Entries taken from a collection:
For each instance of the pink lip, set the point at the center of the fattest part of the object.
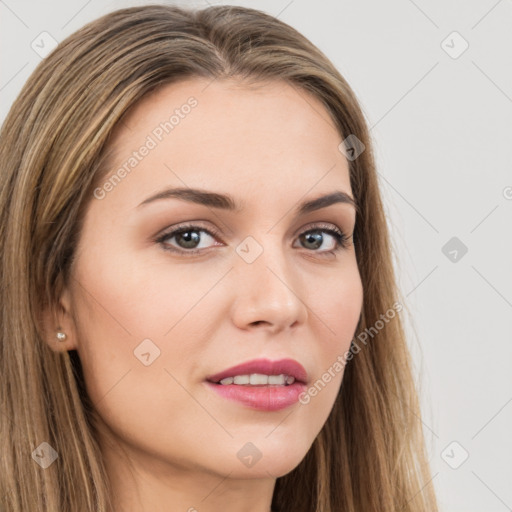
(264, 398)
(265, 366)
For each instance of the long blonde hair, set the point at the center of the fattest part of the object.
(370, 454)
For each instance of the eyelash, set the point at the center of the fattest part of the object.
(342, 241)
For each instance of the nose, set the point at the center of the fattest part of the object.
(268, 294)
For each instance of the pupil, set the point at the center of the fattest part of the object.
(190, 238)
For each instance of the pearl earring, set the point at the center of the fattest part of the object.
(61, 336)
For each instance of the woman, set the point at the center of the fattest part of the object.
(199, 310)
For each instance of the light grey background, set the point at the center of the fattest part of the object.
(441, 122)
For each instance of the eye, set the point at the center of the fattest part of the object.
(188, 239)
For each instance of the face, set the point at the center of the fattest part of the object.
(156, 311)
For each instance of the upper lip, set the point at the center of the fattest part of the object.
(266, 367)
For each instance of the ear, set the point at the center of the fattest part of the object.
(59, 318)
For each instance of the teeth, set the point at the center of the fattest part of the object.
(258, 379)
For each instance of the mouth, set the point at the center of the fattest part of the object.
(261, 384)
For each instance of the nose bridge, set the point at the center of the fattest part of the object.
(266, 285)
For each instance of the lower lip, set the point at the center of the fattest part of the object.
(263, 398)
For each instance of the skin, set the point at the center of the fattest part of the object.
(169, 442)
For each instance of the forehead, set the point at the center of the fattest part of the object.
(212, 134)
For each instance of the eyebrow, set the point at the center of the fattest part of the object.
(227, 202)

* * *

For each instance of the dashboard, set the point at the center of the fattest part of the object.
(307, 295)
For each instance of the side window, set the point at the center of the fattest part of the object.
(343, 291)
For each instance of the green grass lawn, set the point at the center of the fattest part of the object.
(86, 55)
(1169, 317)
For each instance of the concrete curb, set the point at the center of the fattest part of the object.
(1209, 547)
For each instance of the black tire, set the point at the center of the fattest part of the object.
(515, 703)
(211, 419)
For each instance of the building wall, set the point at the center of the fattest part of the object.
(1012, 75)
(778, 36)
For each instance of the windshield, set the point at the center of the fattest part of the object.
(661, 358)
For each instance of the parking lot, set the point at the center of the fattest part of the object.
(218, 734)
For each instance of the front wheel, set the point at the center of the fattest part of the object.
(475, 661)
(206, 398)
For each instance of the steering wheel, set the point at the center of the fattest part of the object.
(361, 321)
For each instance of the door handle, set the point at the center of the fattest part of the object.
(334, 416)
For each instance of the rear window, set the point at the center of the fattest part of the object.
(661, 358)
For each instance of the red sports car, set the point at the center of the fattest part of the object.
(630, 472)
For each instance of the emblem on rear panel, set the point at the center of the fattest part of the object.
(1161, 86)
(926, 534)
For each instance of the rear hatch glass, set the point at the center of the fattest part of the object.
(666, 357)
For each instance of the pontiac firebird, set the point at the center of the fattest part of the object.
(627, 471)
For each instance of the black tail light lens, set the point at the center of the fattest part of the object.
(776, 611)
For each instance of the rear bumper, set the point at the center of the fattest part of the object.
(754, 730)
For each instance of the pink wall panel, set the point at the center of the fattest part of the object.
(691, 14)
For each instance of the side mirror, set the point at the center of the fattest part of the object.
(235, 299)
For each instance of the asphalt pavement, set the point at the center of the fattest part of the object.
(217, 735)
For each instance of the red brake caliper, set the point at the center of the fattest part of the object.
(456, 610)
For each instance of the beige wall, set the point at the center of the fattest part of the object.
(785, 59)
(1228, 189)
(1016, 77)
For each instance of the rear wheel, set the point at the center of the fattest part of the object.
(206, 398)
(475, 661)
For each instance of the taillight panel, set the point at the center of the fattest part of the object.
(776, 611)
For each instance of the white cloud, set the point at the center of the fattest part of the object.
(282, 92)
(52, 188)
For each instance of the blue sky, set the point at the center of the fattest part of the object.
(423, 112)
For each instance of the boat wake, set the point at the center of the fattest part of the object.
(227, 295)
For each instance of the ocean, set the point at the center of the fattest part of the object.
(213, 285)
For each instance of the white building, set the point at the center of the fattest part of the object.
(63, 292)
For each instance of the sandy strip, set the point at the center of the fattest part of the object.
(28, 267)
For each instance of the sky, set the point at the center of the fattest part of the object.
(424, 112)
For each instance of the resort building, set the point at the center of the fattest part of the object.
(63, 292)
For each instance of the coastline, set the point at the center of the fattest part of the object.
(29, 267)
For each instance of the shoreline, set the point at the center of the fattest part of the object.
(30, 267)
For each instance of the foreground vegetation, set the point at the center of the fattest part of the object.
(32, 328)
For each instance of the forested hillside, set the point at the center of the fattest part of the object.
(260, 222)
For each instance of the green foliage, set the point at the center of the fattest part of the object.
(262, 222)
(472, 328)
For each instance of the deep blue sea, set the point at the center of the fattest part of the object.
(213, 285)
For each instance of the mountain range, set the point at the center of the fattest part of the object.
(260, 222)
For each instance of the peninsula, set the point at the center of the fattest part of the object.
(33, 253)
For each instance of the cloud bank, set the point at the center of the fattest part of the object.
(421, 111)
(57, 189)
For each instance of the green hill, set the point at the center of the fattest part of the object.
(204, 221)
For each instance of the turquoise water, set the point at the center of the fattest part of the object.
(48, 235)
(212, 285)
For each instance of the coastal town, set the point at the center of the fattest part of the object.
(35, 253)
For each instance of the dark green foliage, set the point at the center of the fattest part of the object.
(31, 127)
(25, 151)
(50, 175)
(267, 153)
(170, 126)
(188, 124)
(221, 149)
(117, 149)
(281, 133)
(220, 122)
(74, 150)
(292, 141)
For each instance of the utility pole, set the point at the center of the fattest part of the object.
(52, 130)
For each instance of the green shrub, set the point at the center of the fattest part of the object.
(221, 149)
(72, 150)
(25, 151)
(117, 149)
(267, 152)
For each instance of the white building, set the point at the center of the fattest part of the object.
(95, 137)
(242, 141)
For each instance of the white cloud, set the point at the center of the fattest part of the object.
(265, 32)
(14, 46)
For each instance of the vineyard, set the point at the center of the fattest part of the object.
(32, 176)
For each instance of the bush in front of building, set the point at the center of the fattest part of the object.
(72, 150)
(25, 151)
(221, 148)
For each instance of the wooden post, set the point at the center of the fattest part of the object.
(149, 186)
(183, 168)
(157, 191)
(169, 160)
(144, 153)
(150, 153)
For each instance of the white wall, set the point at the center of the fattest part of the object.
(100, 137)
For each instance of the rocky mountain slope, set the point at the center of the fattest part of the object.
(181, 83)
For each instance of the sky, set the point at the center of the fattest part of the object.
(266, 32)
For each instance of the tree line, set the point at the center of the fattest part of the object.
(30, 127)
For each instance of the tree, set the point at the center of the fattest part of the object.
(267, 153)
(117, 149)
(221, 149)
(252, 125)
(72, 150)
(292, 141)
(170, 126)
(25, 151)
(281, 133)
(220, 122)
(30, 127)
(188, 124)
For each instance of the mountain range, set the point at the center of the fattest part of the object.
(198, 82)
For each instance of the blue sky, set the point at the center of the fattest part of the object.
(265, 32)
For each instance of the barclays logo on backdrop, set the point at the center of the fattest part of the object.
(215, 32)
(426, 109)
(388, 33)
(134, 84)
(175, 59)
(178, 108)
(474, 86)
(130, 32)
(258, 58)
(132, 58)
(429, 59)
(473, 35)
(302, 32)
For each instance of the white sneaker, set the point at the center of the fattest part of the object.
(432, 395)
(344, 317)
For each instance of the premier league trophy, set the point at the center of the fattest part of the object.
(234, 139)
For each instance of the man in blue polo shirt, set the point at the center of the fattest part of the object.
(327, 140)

WHAT TO WORK ON:
Count the lines of the records that contain the string "tree", treating uppercase and lowercase as different. Reply with the number alone.

SOLUTION TO THIS TASK:
2